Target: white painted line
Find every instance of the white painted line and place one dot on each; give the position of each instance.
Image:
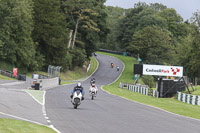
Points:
(45, 114)
(44, 99)
(52, 127)
(22, 118)
(13, 83)
(33, 97)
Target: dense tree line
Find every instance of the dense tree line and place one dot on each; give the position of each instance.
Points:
(156, 34)
(38, 33)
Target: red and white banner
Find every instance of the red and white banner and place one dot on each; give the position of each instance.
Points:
(161, 70)
(14, 72)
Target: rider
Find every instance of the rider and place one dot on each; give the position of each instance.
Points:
(112, 65)
(93, 86)
(78, 87)
(92, 81)
(117, 68)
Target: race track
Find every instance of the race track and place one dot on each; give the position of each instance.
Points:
(108, 113)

********************

SET EXERCISE – Change every "place one dot on each" in the items above to "put a single dot on each" and write all the items out again with nothing else altered, leaving the picture out.

WRITTEN RESPONSE –
Target: white painted line
Find every instance of the white painted line and put a single dot on each; give the position of each instance.
Image:
Points:
(45, 114)
(44, 99)
(52, 127)
(22, 118)
(13, 83)
(33, 97)
Target: dense tree line
Find every instance of the dense tree line and put a single dot on each; give the position of each instance.
Points:
(156, 34)
(38, 33)
Target: red and white banner
Find every instance of the red and white banner and put a single dot on each; give the position of each instance.
Points:
(161, 70)
(14, 72)
Target: rider
Find every instance of the rider and put a single dot on each; give the position of each instance.
Points:
(112, 65)
(93, 86)
(78, 87)
(92, 81)
(117, 68)
Target: race track
Find every instance of the race track and put a single dot on each; give the position of each instance.
Points:
(108, 113)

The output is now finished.